What is needed:
Please say how long the writer of the junk food essay below has been self-employed.

Text segment:
'''

My relationship with junk food – an unhealthy way I try (and fail) to make myself feel better

Woman holding plate of potato chips and looking guilty
What do you turn to when the Universe deals you a crappy hand? Maybe you crack open a bottle of wine. Perhaps you repeatedly pick fights with your partner. Maybe you go shopping and do your credit card some serious damage. For me, when the chips are down, I turn to… chips.
Also other junk food, but mostly snacks of the salty and savoury variety than chocolate or sugary morsels. Right now, my life is a giant puddle of dementor vomit, and I’ve noticed that I’m turning to a familiar vice with alarming regularity.
At first glance, this doesn’t present as a serious problem. The quantity I’m eating is not huge, and I’m eating well 85 per cent of the time. And of course there’s nothing wrong with me treating myself. But what I’m talking about here is not just an occasional treat, it’s a daily ritual of me using food as an emotional crutch. To rephrase an old New Zealand health campaign around alcohol dependency: it’s not what I’m eating, it’s how I’m eating. This is not an addiction but it is a dependency, which means there’s an underlying issue that I need to address.

Little girl holding large lollipop and smiling
Whenever I try to understand an unhealthy behaviour, I look at when it first began. As with most people, I suspect, my emotional attachment to food stems from childhood. My well-meaning mother gave us a plate of chips, biscuits and lollies for afternoon tea each day after school, so I grew up seeing these foods as a staple rather than a treat, and it’s probably no great stretch to say that when I reach for junk food now, at a time when my life is in turmoil, I’m looking for the feelings of comfort and safety that I associate with my childhood. I want to make it clear here that I’m not blaming my mother for my poor choices in adulthood – the responsibility for how I treat my body falls on me alone. Neither can I blame society for conditioning me to regard the act of something unhealthy – rather than taking an evening walk, painting my nails, Skyping a cherished friend or sinking into a sumptuous book – as the most satisfying way to treat myself. The best way for me to get to the bottom of why I consistently make poor food choices is to understand what my body is really crying out for in challenging times, and how I can meet its needs in a healthy way. Which could best be summed up like this: I feel crap about myself and my life, and I delude myself that this will make me feel better (because I don’t have any more appealing solutions right now).

Here’s the situation I’m in right now. I have no work, and haven’t for almost a month. My industry is struggling, and demand for my services is falling away. I have been self-employed for seven years, but never before have I struggled for work to this extent. Occasionally there have been a few days I’ve been unable to fill with projects, but generally it’s been fairly consistent. But to go this long without income is crippling to my lifestyle and my ideas about who I am. On top of that hit to my primary source of income, my secondary business has failed to fire and that’s resulted in bills I am unable to pay. I spend my days scouring job sites, watching British game shows and sending photos of dead cockroaches to my housemate (we had the house fumigated; every dead-insect discovery is a cause for celebration).

Umbrella with junk food raining down on itSo while I cope with the upheaval of starting again and process the associated feelings of failure and inadequacy (there are few experiences more soul-destroying than being a grown-up who is unable to provide for yourself at a material level), you can bet I’m looking for something to make me feel better. And you can bet that those choices will not best serve my needs. Because even though I know that after I scoff a bag of S&V (that’s salt and vinegar, BTW), I will not feel any happier, I do it anyway.

'''

Extracted records:
'''

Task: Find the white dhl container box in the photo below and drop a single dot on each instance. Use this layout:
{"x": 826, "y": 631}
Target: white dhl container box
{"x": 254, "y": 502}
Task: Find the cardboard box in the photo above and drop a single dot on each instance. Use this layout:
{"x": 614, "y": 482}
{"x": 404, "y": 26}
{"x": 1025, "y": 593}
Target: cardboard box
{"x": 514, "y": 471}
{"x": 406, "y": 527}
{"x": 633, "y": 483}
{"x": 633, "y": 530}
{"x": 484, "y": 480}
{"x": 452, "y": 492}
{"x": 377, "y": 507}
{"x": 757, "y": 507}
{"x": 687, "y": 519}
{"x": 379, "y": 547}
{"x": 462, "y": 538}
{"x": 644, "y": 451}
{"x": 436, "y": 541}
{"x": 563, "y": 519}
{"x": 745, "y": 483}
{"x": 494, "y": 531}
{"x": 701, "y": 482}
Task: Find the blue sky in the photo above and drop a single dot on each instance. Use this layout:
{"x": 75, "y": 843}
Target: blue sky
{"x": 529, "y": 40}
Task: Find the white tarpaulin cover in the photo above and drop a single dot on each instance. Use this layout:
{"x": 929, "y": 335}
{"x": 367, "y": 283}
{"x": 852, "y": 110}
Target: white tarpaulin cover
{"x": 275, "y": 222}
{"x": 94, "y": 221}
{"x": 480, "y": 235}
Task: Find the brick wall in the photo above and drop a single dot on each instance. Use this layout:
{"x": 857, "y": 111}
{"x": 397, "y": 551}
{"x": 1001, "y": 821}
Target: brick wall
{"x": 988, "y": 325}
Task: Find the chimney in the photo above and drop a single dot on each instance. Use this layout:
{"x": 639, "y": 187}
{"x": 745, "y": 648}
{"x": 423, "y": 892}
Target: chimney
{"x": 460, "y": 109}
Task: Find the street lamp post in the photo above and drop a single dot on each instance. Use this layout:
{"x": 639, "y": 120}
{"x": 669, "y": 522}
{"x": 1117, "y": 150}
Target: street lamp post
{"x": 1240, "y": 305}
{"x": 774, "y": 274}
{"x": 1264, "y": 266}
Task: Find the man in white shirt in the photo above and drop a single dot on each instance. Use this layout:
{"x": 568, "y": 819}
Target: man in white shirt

'''

The completed task:
Seven years.